Linear uncertainty methods using these four components provide three main approaches to examine the worth of potential and future data. These are summarized in figure 1 and discussed briefly in this section. More details on the implementation of the workflow are provided in the “Results of Analysis in the Mississippi Alluvial Plain Using Linear Uncertainty Methods” section.

Three main ways the Schur Complement is used to propagate uncertainty from observations
to model parameters and through to model forecasts. — Figure 1.
Diagram showing the three main ways the Schur Complement is used to propagate uncertainty from observations to model parameters and through to model forecasts.

Approach 1.—The first strategy is to evaluate the potential value of gaining better information directly on model parameters. If we consider that the parameters follow a multivariate Gaussian distribution $(N (θ, Σ_{θ}))$ , we can evaluate the contribution of each parameter by repeating the calculations of equation 14 with parameter covariance altered to simulate perfect knowledge of a parameter. This is accomplished by setting the variance of a parameter to zero (setting the diagonal of Σ_θ corresponding to that parameter to zero) and conditioning the off-diagonal elements to simulate perfect knowledge by reducing the variance of all parameters correlated with the parameter being evaluated proportional to their correlation. The Schur Complement then is used to calculate ${\overset{}{σ}}_{s_{θ_{i}}}^{2}$ (for example, the posterior variance with parameter $i$ known perfectly). If the parameter is important for the forecast, then ${\overset{}{σ}}_{s_{θ_{i}}}^{2}$ will be less than ${\overset{}{σ}}_{s}^{2}$ . A metric of parameter importance can be calculated as

parameter importance = \frac{{\overset{}{σ}}_{s}^{2} - {\overset{}{σ}}_{s_{θ_{i}}}^{2}}{{\overset{}{σ}}_{s}^{2}} \times 100 percent

.

COLLECTED MATERIAL —
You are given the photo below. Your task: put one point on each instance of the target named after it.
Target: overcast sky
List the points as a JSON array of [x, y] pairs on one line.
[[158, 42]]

EXERCISE INSTRUCTIONS — Print the part of the excerpt on linear uncertainty methods that opens with the words containing "Linear uncertainty methods using" and closes with "observations to model parameters and through to model forecasts.". Rely only on the excerpt on linear uncertainty methods, not on the data.

RESULT OF THIS EXERCISE —
Linear uncertainty methods using these four components provide three main approaches to examine the worth of potential and future data. These are summarized in figure 1 and discussed briefly in this section. More details on the implementation of the workflow are provided in the “Results of Analysis in the Mississippi Alluvial Plain Using Linear Uncertainty Methods” section.

Three main ways the Schur Complement is used to propagate uncertainty from observations
to model parameters and through to model forecasts. — Figure 1.
Diagram showing the three main ways the Schur Complement is used to propagate uncertainty from observations to model parameters and through to model forecasts.